↓

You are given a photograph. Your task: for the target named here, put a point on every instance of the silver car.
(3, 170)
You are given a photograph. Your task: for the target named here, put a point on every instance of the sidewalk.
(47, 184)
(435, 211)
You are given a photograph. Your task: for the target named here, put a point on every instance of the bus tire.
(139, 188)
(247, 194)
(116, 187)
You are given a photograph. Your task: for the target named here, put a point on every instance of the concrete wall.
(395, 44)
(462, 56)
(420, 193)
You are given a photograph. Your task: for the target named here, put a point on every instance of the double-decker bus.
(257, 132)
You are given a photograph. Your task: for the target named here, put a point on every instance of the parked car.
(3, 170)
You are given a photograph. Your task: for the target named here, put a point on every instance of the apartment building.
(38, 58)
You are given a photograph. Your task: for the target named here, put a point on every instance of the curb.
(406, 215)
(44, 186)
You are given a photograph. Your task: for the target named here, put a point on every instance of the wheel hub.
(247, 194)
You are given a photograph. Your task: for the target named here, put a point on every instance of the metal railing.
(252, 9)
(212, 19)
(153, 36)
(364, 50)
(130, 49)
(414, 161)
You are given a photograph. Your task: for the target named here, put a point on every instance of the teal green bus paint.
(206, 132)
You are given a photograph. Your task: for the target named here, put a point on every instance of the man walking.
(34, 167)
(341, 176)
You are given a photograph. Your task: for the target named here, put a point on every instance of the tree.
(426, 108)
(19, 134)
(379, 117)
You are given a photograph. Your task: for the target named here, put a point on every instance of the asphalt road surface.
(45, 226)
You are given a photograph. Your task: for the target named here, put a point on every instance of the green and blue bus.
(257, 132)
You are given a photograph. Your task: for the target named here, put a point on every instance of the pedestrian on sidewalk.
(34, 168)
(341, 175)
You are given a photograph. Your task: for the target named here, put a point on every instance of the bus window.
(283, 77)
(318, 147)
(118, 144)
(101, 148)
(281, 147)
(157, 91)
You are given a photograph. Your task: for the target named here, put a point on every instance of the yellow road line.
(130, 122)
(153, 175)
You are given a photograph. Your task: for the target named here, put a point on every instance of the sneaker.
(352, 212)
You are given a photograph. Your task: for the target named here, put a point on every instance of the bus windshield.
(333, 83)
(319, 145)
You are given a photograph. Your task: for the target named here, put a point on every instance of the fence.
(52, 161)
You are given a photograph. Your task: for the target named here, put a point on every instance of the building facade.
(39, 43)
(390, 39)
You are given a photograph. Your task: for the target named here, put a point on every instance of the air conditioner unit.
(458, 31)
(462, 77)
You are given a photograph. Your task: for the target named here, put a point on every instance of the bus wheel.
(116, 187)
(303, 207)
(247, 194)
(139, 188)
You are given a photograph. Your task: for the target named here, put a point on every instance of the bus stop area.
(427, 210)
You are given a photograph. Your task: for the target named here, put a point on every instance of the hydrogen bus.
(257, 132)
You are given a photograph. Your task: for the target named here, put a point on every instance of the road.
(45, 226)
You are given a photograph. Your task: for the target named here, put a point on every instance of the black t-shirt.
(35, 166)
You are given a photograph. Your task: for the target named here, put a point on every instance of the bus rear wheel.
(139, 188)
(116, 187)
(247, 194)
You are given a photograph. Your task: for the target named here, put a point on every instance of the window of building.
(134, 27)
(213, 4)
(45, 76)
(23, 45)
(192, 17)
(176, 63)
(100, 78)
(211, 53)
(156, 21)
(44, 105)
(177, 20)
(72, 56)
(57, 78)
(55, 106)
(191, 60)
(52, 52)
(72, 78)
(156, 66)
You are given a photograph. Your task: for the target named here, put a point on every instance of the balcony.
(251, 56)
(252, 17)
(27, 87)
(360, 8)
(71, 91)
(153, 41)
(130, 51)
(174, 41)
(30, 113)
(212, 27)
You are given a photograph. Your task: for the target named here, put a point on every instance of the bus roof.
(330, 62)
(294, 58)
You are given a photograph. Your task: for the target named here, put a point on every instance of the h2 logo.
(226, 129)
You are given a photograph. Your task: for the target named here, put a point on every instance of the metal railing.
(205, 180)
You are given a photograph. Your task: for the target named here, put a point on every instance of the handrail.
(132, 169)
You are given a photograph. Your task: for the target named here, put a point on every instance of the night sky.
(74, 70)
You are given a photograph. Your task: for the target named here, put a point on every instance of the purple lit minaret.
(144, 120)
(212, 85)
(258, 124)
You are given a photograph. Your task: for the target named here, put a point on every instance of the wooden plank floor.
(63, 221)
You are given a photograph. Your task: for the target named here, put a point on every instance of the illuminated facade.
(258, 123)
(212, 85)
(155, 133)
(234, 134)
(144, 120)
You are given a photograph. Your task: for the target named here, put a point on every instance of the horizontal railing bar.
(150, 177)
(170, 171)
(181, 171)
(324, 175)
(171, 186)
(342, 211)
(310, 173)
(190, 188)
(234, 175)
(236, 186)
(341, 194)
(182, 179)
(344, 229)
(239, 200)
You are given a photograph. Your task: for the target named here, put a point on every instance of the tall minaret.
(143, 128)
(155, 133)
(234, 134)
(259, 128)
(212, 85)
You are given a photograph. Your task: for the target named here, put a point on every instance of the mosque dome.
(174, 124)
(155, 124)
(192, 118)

↑

• **WORK INSTRUCTION**
The answer consists of the whole listing, restated exactly.

• **ANSWER TO THE EXERCISE**
You are given a photograph. Your task: for the target named here, put a point on every instance of the silver car.
(3, 170)
You are given a photograph. Your task: for the target named here, put a point on every instance of the sidewalk.
(47, 184)
(435, 211)
You are given a photograph. Your task: for the target named here, put a point on every instance of the bus tire.
(139, 188)
(247, 194)
(116, 187)
You are given a photograph. Your task: for the target named here, put a point on every instance of the concrete wall.
(395, 44)
(462, 56)
(420, 193)
You are given a photograph. Your task: for the target named here, put a point on every instance of the double-decker bus.
(257, 132)
You are given a photograph. Your task: for the target named here, put a point on every instance of the parked car.
(3, 170)
You are given a photograph. Your task: for the target named here, put a point on every instance of the apartment building.
(38, 58)
You are given a photograph. Your task: for the target named here, put a point on every instance of the curb.
(406, 215)
(44, 186)
You are given a photograph. Your task: for the target named here, put a point on every instance of the wheel hub.
(247, 194)
You are given a photograph. Your task: for the target named here, put a point on every instance of the metal railing.
(252, 9)
(212, 19)
(153, 36)
(364, 50)
(130, 49)
(414, 161)
You are given a photograph. Your task: for the target named here, put a point on every instance of the teal green bus paint.
(206, 132)
You are given a photograph. Your task: for the target named here, put a point on every instance of the man walking.
(34, 167)
(341, 176)
You are given a photograph. Your task: for the target named here, put a point on every instance of the tree.
(426, 108)
(19, 134)
(379, 117)
You are given a photograph. Your task: for the target named here, put a point on every instance of the asphalt road surface.
(45, 226)
You are given a photograph. Your task: for the target named here, put a point on every instance of the green and blue bus.
(257, 132)
You are given a photograph. Your task: for the target named here, put a point on every instance of the pedestrian on sidewalk.
(34, 168)
(341, 175)
You are given a photograph. Your task: for the target named here, put a point on every instance of the bus window.
(283, 77)
(318, 147)
(118, 144)
(101, 148)
(281, 147)
(157, 91)
You are given a photograph. Your task: for the target named here, put a point on every instance of the yellow road line.
(130, 122)
(153, 175)
You are given a photograph. Your task: for the target named here, put a point on every instance of the sneaker.
(352, 212)
You are given a photograph. Your task: for the target named here, put a point on every instance of the bus windshield.
(333, 83)
(319, 145)
You are given a photograph. Your task: for the target named here, put a point on every instance of the fence.
(52, 161)
You are given a photograph. Your task: for the target named here, put a point on every instance of the building facade.
(39, 43)
(390, 39)
You are given a photograph. Your task: for the target named here, put a point on every instance of the air conditioner unit.
(458, 31)
(462, 77)
You are given a photograph. Your task: for the target named here, put a point on every instance of the bus wheel.
(116, 187)
(303, 207)
(247, 194)
(139, 188)
You are given a photograph. Your task: for the target named here, put a point on every instance of the bus stop area.
(427, 210)
You are given a photograph. Your task: for the target named here, put a point on every instance of the hydrogen bus.
(257, 132)
You are given a photograph. Your task: for the target named here, put a point on every instance of the road.
(45, 226)
You are given a photograph. Your task: for the target named here, put a point on every instance of the black t-shirt.
(35, 166)
You are given a photograph. Your task: for the target named here, put a point on every instance of the bus rear wheel.
(139, 188)
(116, 187)
(247, 194)
You are given a photograph. Your task: for the target named here, put a point on every instance of the window of building.
(134, 27)
(213, 4)
(45, 76)
(23, 45)
(192, 17)
(176, 63)
(100, 78)
(211, 53)
(156, 21)
(44, 105)
(177, 20)
(72, 56)
(57, 78)
(55, 106)
(191, 60)
(52, 52)
(72, 78)
(156, 66)
You are given a photograph. Your task: for the target named here, put a point on every instance of the balcony.
(251, 56)
(252, 17)
(27, 87)
(360, 8)
(71, 91)
(153, 41)
(130, 51)
(174, 41)
(30, 113)
(212, 27)
You are given a photograph. Your task: for the target named here, put a point on every instance of the bus roof.
(330, 62)
(294, 58)
You are given a photograph. Your task: for the target named here, put a point on every instance of the h2 logo.
(226, 129)
You are given a photograph. Your task: for the target named here, put a point on every instance of the metal railing.
(205, 180)
You are given a photograph. Your task: for the target named here, put a point on every instance of the handrail.
(132, 169)
You are given a photograph. Your task: for the target named here, put a point on every instance of the night sky.
(74, 70)
You are given a photograph. Your task: for the target named here, put a point on every instance of the purple lit minaret.
(144, 120)
(212, 85)
(258, 124)
You are given a photograph. Your task: for the target named here, put a point on every instance of the wooden plank floor.
(63, 221)
You are given a photograph. Your task: for the target named here, put a point on every instance of the illuminated facade.
(258, 123)
(212, 85)
(155, 133)
(234, 134)
(144, 120)
You are given a photograph. Your task: for the target named here, put a point on every instance of the horizontal railing bar.
(150, 177)
(170, 171)
(181, 171)
(324, 175)
(171, 186)
(342, 211)
(310, 173)
(190, 188)
(234, 175)
(236, 186)
(341, 194)
(182, 179)
(344, 229)
(239, 200)
You are given a photograph. Your task: for the target named here, put a point on every instance of the tall minaret.
(143, 128)
(155, 133)
(234, 134)
(259, 128)
(212, 85)
You are given a photograph. Your task: for the target named here, put a point on every instance of the mosque dome.
(174, 124)
(155, 124)
(192, 118)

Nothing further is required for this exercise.